But I finally bit the bullet and decided to go. I very nearly couldn't go because of a misunderstanding (I thought I was RSVPd and it was past the deadline for replying that I found out I was not, but Dodie, from HR found a way to get me in).
The event was held at the Yolo Fliers Club, what turned out to be a gorgeous country club on a golf course with a lovely view of a plane (circled)
The rose garden was lovely and I was sorry I only had my cell phone and not my camera with me.
I girded my loins, took a deep breath and walked into the room of mostly strangers. I recognized a couple of people, but they were at tables that were already full. I found a table with empty places and sat down. Everyone was talking to each other. The lady next to me introduced herself. I introduced myself and she said she read my reviews and asked if I had seen Newsies, which we saw on Tuesday. We compared notes on the show.
A woman from one of the other tables came over to say hello. I recognized her because I have relieved her at the Information Desk a couple of times but didn't have a clue what her name was. Fortunately she was honored with a pin for long service and I was able to put her face with her name.
Our choices for a meal were "beef, fish or vegetarian," with no explanation of how anything was being cooked. I knew we were having fish for dinner so I opted for the beef. I was the only one at the table eating beef. Everyone else had salmon and I remarked to the woman next to me that I was doing Blue Apron and had had my fill of salmon for now.
Turns out she is also a Blue Apron customer and we compared notes on meals and how tired we are becoming of kale and wondering if they will ever send spring vegetables. Someone else mentioned they were going to leave on a river cruise on the Rhine, and I talked about our cruises, while others chimed in with their cruise experience. Before you knew it, I felt right at home an having a marvelous time.
The salmon looked and smelled very good and I was almost sorry I had not ordered that until my beef arrived.
It was not dry and there was even some pink to the meat. It was delicious.
The guy on the other side of me mentioned that he lived in Elk Grove, so I gave him my recommendation that he try Marie's restaurant, Todo un Poco and he said that he would. I hope he does.
Before I knew it, the cheesecake had been served and we were all starting to go home. I had survived the luncheon I almost didn't attend because of shyness and I had a wonderful time.
I stopped at Atria on the way home and that is always a downer. In case you hadn't heard this, she's old. That's why she doesn't do anything. At one point she sighed and said "you don't know how lonely it is to have to eat by yourself." I mentioned the hundred other people in the dining room and the three other women she eats with, but that doesn't count, I guess. She laid a guilt trip on me for her loneliness and I'm afraid I just couldn't handle it. I wasn't very nice, then she gets sad. My only consolation is that she will have forgotten that by now.
:::
:: REQUIRED TASKS ::
1. Quote everything in the luncheon account from "The event was" down to "camera with me.".
2. Answer these questions from the luncheon account:
(a) Where was the event held?
(b) Which of the three meal choices did the writer pick?
(c) What dessert was served?
The listing after this comes from a separate source.
:::
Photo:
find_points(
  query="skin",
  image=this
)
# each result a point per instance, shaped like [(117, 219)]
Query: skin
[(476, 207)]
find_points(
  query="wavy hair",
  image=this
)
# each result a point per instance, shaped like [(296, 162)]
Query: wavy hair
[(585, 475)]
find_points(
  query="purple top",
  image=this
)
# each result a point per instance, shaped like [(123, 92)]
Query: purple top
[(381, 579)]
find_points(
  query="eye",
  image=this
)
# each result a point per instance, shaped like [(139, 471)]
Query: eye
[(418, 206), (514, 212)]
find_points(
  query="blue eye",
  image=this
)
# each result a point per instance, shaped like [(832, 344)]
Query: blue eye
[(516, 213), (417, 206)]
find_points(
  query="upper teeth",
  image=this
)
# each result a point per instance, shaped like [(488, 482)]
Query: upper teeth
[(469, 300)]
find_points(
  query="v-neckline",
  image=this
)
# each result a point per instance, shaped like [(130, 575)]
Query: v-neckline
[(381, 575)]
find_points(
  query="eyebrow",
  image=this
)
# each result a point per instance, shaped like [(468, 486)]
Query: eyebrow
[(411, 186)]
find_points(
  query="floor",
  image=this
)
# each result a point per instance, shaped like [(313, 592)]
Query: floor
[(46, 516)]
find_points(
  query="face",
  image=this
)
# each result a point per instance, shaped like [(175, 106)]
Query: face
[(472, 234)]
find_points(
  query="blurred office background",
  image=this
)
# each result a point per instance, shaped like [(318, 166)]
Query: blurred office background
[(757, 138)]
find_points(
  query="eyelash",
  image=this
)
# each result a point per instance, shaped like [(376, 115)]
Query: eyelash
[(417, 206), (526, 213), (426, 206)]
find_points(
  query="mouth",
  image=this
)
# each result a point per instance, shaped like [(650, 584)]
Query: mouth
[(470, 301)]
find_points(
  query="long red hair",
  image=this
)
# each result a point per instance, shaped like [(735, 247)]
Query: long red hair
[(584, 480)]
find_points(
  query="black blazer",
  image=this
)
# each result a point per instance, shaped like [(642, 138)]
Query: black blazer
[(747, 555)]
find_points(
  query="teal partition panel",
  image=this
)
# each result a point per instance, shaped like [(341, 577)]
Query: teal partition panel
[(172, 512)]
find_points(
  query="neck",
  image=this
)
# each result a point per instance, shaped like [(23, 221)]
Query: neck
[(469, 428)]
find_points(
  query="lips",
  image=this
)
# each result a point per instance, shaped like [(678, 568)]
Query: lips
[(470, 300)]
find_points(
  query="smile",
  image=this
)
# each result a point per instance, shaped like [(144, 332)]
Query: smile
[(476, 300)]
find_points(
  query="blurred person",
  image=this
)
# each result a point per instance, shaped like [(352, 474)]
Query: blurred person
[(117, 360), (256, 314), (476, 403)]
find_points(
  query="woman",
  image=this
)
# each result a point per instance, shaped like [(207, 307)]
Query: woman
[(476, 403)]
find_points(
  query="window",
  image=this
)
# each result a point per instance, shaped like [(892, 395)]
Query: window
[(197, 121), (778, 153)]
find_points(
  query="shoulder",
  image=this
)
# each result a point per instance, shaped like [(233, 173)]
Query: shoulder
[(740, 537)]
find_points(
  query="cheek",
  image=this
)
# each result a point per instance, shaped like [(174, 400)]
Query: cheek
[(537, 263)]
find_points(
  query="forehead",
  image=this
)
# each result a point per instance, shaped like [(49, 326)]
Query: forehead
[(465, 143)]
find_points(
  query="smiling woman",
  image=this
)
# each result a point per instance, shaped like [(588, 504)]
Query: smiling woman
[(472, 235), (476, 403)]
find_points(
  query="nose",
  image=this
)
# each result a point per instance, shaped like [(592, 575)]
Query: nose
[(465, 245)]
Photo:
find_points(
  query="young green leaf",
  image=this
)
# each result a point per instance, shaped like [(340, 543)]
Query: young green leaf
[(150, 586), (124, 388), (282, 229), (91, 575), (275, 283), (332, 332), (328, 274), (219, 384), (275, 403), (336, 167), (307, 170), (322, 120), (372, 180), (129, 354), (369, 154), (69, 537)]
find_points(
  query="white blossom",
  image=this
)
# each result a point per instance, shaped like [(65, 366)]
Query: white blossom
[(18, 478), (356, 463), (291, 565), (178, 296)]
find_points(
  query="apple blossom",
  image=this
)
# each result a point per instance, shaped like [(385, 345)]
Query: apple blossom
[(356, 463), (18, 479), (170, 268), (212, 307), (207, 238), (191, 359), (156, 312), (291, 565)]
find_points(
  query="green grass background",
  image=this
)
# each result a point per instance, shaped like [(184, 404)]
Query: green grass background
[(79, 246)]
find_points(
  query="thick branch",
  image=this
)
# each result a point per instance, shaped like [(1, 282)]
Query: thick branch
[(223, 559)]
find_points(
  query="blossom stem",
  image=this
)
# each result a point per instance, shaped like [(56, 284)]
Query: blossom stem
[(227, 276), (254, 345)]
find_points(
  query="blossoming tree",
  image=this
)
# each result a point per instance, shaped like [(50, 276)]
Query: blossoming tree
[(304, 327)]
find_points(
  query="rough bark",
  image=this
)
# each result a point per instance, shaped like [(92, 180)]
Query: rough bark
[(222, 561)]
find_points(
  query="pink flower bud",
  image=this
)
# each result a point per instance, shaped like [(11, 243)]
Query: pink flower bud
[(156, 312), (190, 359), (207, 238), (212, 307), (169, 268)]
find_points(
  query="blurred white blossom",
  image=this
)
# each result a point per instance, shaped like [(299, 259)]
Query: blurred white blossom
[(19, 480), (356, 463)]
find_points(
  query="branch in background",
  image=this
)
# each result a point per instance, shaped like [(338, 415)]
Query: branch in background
:::
:: RESPONSES BY TASK ::
1.
The event was held at the Yolo Fliers Club, what turned out to be a gorgeous country club on a golf course with a lovely view of a plane (circled)
The rose garden was lovely and I was sorry I only had my cell phone and not my camera with me.

2.
(a) At the Yolo Fliers Club.
(b) The beef.
(c) Cheesecake.